## MATERIAL PROVIDED
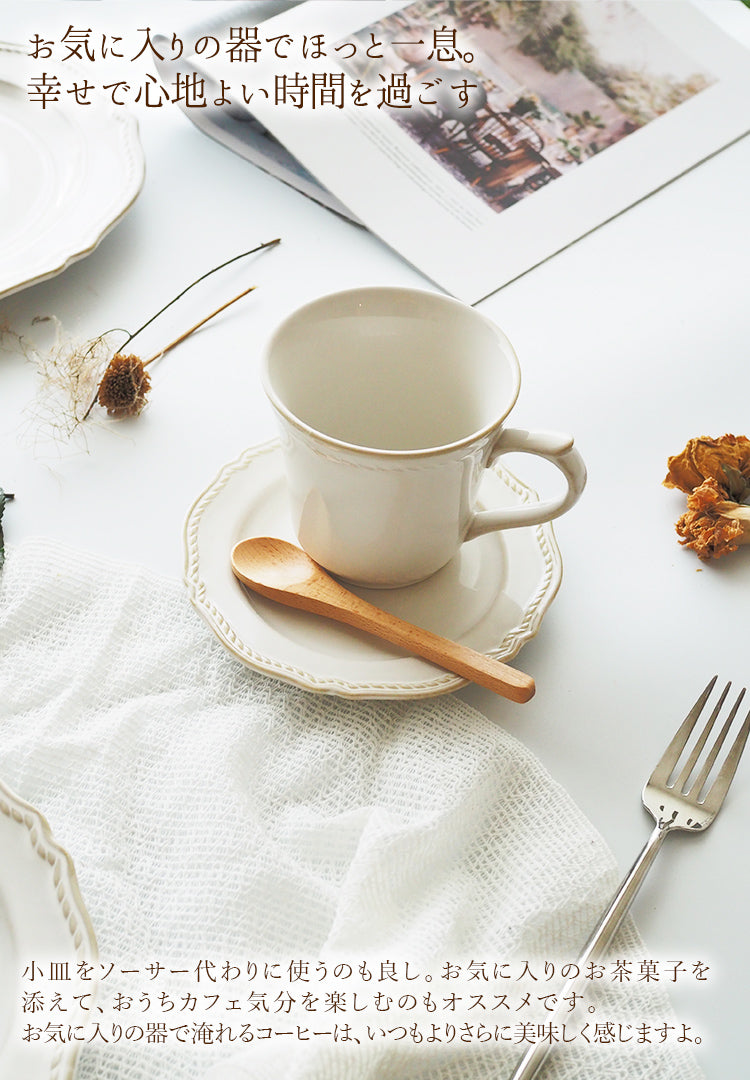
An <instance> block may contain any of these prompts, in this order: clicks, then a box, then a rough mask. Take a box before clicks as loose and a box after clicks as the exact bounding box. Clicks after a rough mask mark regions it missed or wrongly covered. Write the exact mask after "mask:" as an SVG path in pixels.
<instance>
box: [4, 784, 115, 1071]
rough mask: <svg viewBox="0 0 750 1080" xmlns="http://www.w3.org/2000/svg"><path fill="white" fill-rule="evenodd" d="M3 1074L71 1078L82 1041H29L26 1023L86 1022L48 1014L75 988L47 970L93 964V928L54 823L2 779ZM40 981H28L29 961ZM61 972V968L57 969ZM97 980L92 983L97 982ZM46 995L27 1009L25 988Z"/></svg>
mask: <svg viewBox="0 0 750 1080" xmlns="http://www.w3.org/2000/svg"><path fill="white" fill-rule="evenodd" d="M0 867H2V873H0V1077H2V1078H3V1080H4V1078H5V1077H8V1080H11V1078H13V1080H72V1075H73V1071H75V1068H76V1058H77V1056H78V1049H79V1043H78V1042H75V1041H72V1042H65V1043H62V1042H56V1041H50V1040H48V1039H46V1038H45V1037H44V1036H42V1038H41V1039H40V1040H39V1041H34V1042H25V1041H24V1040H23V1038H22V1034H23V1029H24V1027H25V1026H26V1024H30V1025H31V1026H34V1027H41V1028H44V1026H45V1024H48V1023H52V1024H54V1023H55V1020H56V1022H57V1023H59V1022H61V1021H65V1025H66V1028H67V1025H68V1024H71V1025H73V1026H75V1025H76V1024H80V1023H83V1020H84V1016H85V1013H83V1014H81V1015H80V1016H78V1015H77V1014H76V1015H73V1014H72V1013H71V1012H70V1011H68V1012H67V1013H56V1012H52V1013H50V1012H49V1003H50V999H51V997H52V995H53V994H54V991H55V990H61V991H63V993H65V991H66V989H67V990H68V993H69V986H70V983H66V982H51V981H49V975H50V974H51V971H50V966H51V964H52V963H55V964H64V963H67V964H68V970H69V974H70V978H71V980H72V978H75V976H76V973H77V964H78V963H79V962H80V961H85V962H86V963H88V964H94V963H95V962H96V957H97V950H96V940H95V937H94V930H93V928H92V926H91V922H90V920H89V916H88V914H86V912H85V908H84V906H83V902H82V900H81V895H80V892H79V890H78V882H77V880H76V872H75V869H73V865H72V862H71V860H70V856H69V855H68V853H67V852H66V851H64V850H63V849H62V848H61V847H59V845H57V843H55V841H54V839H53V837H52V833H51V832H50V826H49V825H48V823H46V821H45V820H44V818H43V816H42V815H41V814H40V813H39V811H38V810H35V809H34V807H32V806H29V804H28V802H26V801H24V799H22V798H19V797H18V796H17V795H14V794H13V792H11V791H10V789H9V788H8V787H5V785H4V784H3V783H2V781H0ZM31 963H34V964H35V966H38V968H39V971H40V972H41V973H42V975H41V977H35V980H34V981H31V980H30V978H28V977H27V978H26V980H24V978H23V975H24V971H25V970H26V969H27V967H28V966H29V964H31ZM57 973H59V969H57ZM93 982H94V980H93V978H92V983H93ZM32 990H39V991H40V993H41V996H42V999H43V1002H44V1011H43V1012H41V1013H39V1014H37V1013H34V1012H30V1011H27V1012H24V1011H23V1000H22V998H23V991H27V993H31V991H32Z"/></svg>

## WHAT YOU WILL DO
In the material above, how many lines contain the string "instance"? Respond with that number by itself.

## ANSWER TO THE PROBLEM
2